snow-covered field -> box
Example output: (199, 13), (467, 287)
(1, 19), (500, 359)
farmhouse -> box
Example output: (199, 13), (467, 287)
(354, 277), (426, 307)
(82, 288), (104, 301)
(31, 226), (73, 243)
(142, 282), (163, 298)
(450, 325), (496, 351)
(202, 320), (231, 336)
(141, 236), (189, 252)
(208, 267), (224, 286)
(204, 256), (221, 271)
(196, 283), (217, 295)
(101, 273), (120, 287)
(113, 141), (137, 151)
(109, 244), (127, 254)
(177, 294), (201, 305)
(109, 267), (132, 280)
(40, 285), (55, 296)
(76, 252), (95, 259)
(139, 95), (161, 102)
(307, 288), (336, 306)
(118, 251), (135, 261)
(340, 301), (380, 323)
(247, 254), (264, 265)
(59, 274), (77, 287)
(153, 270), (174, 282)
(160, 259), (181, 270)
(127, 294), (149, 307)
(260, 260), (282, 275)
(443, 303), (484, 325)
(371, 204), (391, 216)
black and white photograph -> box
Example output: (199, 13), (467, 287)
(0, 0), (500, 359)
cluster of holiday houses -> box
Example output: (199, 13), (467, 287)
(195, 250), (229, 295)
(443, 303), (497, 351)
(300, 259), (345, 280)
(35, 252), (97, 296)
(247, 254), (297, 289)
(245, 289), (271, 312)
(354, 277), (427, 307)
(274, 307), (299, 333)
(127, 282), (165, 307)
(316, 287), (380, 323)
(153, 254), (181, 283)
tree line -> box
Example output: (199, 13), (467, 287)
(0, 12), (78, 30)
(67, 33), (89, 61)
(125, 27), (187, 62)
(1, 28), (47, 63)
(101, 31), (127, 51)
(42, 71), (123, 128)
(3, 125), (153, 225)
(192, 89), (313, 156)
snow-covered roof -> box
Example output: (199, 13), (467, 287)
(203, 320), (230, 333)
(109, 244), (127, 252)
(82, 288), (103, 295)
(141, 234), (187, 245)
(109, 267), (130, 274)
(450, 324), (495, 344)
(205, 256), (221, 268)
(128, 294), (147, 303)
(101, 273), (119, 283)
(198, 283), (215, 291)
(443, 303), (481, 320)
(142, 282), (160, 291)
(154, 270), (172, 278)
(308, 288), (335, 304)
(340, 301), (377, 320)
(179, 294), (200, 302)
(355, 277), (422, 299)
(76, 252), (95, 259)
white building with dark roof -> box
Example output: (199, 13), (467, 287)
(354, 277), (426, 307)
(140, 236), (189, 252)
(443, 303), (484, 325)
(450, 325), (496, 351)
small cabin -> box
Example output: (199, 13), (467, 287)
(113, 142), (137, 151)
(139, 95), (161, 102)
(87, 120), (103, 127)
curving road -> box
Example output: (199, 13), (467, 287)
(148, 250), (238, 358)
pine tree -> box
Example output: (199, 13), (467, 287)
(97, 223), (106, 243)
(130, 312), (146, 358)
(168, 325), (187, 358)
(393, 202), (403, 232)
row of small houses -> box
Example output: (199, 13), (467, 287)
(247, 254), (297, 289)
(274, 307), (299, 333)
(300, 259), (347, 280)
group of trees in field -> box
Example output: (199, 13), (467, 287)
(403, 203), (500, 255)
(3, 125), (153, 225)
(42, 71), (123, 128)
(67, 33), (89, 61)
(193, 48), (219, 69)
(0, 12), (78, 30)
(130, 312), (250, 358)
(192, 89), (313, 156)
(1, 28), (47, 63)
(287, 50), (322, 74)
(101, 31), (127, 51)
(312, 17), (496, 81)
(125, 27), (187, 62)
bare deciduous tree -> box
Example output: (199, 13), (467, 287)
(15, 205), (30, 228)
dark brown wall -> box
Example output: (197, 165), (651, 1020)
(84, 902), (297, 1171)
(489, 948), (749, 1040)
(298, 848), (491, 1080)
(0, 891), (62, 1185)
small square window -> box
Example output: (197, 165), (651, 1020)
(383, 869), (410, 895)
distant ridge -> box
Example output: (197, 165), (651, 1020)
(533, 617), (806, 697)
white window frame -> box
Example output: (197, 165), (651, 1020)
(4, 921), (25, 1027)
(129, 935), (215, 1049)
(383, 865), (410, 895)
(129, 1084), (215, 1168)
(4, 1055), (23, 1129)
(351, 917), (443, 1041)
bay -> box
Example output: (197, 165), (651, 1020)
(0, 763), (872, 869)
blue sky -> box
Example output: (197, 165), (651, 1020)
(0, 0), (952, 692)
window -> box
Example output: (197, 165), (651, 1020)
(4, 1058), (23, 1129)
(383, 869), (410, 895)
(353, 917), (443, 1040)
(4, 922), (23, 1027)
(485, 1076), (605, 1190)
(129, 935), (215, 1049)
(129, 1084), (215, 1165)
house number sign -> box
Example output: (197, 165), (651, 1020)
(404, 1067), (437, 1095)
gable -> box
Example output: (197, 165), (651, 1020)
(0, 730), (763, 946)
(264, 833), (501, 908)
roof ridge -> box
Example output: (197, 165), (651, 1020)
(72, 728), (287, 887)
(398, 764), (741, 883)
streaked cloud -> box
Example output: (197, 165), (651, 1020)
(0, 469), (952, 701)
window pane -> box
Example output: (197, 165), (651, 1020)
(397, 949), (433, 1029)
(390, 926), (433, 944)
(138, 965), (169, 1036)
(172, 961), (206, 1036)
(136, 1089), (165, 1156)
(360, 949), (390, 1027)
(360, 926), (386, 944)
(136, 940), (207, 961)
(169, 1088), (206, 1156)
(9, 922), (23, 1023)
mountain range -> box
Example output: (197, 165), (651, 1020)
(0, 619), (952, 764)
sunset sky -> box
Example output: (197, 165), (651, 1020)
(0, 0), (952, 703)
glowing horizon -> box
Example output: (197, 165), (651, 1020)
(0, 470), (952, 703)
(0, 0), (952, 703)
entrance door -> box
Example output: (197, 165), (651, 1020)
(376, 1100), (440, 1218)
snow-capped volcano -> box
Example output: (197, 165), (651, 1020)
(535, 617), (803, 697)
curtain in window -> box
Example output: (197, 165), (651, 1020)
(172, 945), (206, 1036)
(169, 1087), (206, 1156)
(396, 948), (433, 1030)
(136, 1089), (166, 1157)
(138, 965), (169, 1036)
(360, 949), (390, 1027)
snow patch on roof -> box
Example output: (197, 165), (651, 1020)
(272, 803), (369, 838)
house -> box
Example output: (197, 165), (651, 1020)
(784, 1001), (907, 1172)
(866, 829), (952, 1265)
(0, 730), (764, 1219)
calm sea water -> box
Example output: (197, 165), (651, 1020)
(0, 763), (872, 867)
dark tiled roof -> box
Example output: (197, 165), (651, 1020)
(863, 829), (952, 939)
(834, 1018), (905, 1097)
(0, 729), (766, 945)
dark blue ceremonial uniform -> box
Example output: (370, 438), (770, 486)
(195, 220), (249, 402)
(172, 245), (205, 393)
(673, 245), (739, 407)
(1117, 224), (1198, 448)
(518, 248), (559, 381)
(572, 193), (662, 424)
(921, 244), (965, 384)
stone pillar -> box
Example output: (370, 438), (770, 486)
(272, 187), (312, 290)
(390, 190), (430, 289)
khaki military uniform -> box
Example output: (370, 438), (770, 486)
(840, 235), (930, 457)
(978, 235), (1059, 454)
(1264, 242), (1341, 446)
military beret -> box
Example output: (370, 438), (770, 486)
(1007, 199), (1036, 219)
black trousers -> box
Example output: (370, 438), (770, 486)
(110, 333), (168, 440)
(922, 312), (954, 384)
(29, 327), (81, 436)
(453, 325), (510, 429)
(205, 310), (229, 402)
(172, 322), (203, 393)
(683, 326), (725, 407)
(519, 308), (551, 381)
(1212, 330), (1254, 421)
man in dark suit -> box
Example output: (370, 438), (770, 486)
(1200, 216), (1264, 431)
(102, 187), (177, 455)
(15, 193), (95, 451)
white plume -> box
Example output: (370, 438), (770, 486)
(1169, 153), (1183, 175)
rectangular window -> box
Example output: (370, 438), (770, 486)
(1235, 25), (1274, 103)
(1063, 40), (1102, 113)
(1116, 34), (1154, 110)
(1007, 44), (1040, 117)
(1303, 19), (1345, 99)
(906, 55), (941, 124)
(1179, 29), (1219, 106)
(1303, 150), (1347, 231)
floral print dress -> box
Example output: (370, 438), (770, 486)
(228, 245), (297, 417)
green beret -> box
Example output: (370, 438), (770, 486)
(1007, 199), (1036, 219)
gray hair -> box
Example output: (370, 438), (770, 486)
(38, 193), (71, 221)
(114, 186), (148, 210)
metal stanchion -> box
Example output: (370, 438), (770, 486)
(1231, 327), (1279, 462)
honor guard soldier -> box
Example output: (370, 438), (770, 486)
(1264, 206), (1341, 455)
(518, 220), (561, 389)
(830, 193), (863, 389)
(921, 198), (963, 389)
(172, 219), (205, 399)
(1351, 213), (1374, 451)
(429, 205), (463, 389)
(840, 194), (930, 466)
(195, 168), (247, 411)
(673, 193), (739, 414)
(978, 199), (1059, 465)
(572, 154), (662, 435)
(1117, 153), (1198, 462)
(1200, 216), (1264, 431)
++++++++++
▶ _GIVEN TASK_:
Copy word for word the part of the data that opens with the line containing "gray hair -> box" and runs through the end of the data.

▶ _OUTPUT BELOW_:
gray hair -> box
Example output: (370, 438), (770, 486)
(38, 193), (71, 221)
(114, 186), (148, 210)
metal stanchion -> box
Example output: (370, 438), (770, 486)
(1231, 327), (1279, 462)
honor guard soldier -> box
Example output: (370, 438), (770, 486)
(1264, 206), (1341, 455)
(518, 220), (561, 389)
(830, 193), (863, 389)
(921, 198), (963, 389)
(172, 219), (205, 399)
(1351, 213), (1374, 451)
(429, 205), (463, 389)
(840, 194), (930, 466)
(195, 168), (247, 411)
(673, 193), (739, 414)
(978, 199), (1059, 465)
(572, 154), (662, 435)
(1117, 153), (1198, 462)
(1200, 216), (1264, 431)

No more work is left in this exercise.